Objetivo del ejercicio:
Reescribe las filas siguientes cambiando "thickest part" por "widest part" en todas ellas. No modifiques nada más.

══ Filas proporcionadas ══

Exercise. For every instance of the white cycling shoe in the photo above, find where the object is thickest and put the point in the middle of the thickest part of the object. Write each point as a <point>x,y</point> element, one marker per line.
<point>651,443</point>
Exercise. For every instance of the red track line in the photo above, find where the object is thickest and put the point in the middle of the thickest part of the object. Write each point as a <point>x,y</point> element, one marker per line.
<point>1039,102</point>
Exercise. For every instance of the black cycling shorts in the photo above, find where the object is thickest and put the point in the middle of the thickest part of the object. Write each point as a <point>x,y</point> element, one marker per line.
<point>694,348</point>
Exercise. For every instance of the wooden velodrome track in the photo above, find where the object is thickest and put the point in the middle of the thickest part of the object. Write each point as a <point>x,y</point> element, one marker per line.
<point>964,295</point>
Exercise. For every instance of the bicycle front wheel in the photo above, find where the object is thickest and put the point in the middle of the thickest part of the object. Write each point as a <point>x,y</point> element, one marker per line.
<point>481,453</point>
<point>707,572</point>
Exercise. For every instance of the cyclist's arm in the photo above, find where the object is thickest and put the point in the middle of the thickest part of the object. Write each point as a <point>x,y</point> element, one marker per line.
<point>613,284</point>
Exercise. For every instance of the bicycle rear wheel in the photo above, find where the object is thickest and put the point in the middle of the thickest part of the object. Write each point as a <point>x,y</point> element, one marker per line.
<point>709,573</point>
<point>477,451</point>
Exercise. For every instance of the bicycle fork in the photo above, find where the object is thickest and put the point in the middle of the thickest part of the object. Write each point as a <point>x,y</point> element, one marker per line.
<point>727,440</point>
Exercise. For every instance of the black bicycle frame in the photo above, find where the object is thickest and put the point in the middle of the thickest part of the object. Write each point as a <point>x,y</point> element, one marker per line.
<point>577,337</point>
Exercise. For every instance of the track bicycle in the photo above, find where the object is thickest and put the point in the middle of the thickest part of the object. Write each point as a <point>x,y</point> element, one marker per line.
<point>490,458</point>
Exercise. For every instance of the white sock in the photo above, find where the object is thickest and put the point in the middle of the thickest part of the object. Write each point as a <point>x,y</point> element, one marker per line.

═══

Solución del problema:
Exercise. For every instance of the white cycling shoe in the photo above, find where the object is thickest and put the point in the middle of the widest part of the object. Write each point as a <point>x,y</point> element, one marker per line.
<point>651,443</point>
Exercise. For every instance of the red track line in the photo above, find where the object is thickest and put the point in the middle of the widest part of the object. Write each point as a <point>x,y</point> element, one marker per line.
<point>1039,102</point>
Exercise. For every instance of the black cycling shorts in the photo above, find where the object is thickest and put the point in the middle of the widest part of the object. Write each point as a <point>x,y</point> element, one marker per line.
<point>694,348</point>
Exercise. For every instance of the wooden velodrome track in the photo above, find where the object is thickest and put the point in the middle of the widest part of the object. Write each point as a <point>x,y</point> element, one marker per line.
<point>964,295</point>
Exercise. For every instance of the bicycle front wheel in the photo above, find where the object is thickest and put the point in the middle of the widest part of the object. Write each point as a <point>x,y</point> element, one marker per line.
<point>481,453</point>
<point>707,572</point>
Exercise. For every instance of the cyclist's arm in the photo above, find where the object is thickest and put the point in the middle of the widest part of the object. Write each point as a <point>x,y</point> element, one marker per line.
<point>613,284</point>
Exercise. For every instance of the bicycle rear wheel in the photo above, find where the object is thickest and put the point in the middle of the widest part of the object. Write each point as a <point>x,y</point> element, one marker per line.
<point>709,573</point>
<point>477,451</point>
Exercise. For every instance of the bicycle fork in the photo above, find where the object is thickest and put the point in the middle of the widest part of the object. Write each point as a <point>x,y</point> element, one marker per line.
<point>727,440</point>
Exercise. For every instance of the black bicycle frame in the photo above, find where the object is thickest and put the point in the middle of the widest part of the object. Write each point as a <point>x,y</point> element, one marker per line.
<point>577,337</point>
Exercise. For every instance of the track bicycle in the photo above, find where the object is thickest and put the point in the middle of the widest part of the object. Write each point as a <point>x,y</point> element, one marker per line.
<point>490,458</point>
Exercise. For every instance of the white sock in the photo above, find where the object is thickest and put the point in the middle of the widest part of the object. Write each point as a <point>x,y</point> element, one marker per line.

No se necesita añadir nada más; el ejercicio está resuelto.